Goal of the exercise:
Retype every line of the records below without changing anything.

Data items:
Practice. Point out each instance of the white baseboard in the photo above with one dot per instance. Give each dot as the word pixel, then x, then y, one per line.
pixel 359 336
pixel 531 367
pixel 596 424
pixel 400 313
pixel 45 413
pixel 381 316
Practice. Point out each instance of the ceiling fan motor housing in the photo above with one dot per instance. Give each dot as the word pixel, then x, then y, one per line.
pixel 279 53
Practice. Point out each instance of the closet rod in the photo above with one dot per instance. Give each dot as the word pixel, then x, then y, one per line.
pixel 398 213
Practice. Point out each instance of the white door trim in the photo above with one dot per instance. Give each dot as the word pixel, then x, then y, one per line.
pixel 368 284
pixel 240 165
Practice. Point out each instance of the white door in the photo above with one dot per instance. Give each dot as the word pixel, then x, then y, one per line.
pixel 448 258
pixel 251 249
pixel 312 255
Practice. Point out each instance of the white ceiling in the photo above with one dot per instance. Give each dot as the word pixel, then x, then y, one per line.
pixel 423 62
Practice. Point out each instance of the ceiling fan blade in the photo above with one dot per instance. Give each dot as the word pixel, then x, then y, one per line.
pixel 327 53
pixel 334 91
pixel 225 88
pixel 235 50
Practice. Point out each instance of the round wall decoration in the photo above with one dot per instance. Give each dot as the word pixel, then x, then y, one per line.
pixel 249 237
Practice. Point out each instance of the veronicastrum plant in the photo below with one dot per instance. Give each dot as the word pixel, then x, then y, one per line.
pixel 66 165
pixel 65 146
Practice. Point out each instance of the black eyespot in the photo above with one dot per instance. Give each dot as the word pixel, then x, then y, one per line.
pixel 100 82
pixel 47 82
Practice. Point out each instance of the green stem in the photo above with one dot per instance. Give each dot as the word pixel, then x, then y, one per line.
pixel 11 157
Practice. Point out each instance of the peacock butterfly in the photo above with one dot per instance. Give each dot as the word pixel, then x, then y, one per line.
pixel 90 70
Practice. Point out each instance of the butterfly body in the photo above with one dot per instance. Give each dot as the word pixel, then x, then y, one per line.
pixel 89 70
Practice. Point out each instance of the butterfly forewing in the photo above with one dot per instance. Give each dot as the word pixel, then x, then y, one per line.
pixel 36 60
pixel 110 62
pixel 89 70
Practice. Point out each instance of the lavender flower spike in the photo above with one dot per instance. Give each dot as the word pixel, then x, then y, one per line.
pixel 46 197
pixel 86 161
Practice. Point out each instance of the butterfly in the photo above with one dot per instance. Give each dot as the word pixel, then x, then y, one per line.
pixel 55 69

Solved problem:
Practice. Point out each instance of the white baseboard in the photo above with one dot per instance. Give each dot as the word pixel, then x, then y, one per line.
pixel 359 336
pixel 531 367
pixel 596 424
pixel 400 313
pixel 45 413
pixel 381 316
Practice. Point out each instance of the ceiling fan motor housing in the photo above with one dot per instance. Give each dot as the word pixel, then x, then y, one per line.
pixel 279 53
Practice. Point out each instance of the closet rod in the photo above with one dot per instance. Give each dot as the word pixel, then x, then y, one per line.
pixel 398 213
Practice. Point out each instance of the white door trim in the photo above with one dot per instance. Give each dot as the word pixel, then x, then y, one per line.
pixel 368 284
pixel 240 165
Practice. Point out each instance of the white door in the photo above with one dot per instance. Give each dot as the word pixel, then x, then y, one per line.
pixel 448 258
pixel 251 249
pixel 312 255
Practice. Point out each instance of the white ceiling in the photo above with one dot per instance. Give each dot as the word pixel, then x, then y, one per line.
pixel 423 62
Practice. Point out each instance of the ceiling fan blade in the photo above with one dot per instance. Give each dot as the word pixel, then x, then y, one per line.
pixel 327 53
pixel 334 91
pixel 225 88
pixel 235 50
Practice. Point out each instance of the round wall decoration in the photo above with one dot per instance. Give each dot as the word pixel, then x, then y, one per line.
pixel 249 237
Practice. Point out each instance of the veronicastrum plant in the photo below with one dot per instance. Give each dot as the word pixel, then x, then y, one per line.
pixel 66 165
pixel 65 146
Practice. Point out each instance of the black eyespot in the photo above with one dot per instance. Give each dot as the word pixel, then x, then y, one per line.
pixel 100 82
pixel 47 82
Practice. Point out each instance of the green stem in the photo above with one dot per instance. Give each dot as the word pixel, then x, then y, one per line.
pixel 11 157
Practice. Point out each instance of the peacock butterfly in the photo above with one dot per instance. Give each dot as the word pixel, then x, then y, one per line.
pixel 90 70
Practice. Point out each instance of the butterfly body in the photo above with one dot per instance. Give each dot as the word pixel, then x, then y, one per line.
pixel 89 70
Practice. Point out each instance of the butterfly forewing in the photo above with one dot per instance. Give each dot as the word pixel, then x, then y, one per line.
pixel 36 60
pixel 110 62
pixel 89 70
Practice. Point out each instance of the lavender flower spike in the photo above with one dot per instance. Give each dot as the word pixel, then x, then y, one per line.
pixel 46 197
pixel 86 161
Practice. Point out each instance of the butterfly in the photo above with one dot per instance. Give each dot as the word pixel, then x, then y, one per line.
pixel 55 69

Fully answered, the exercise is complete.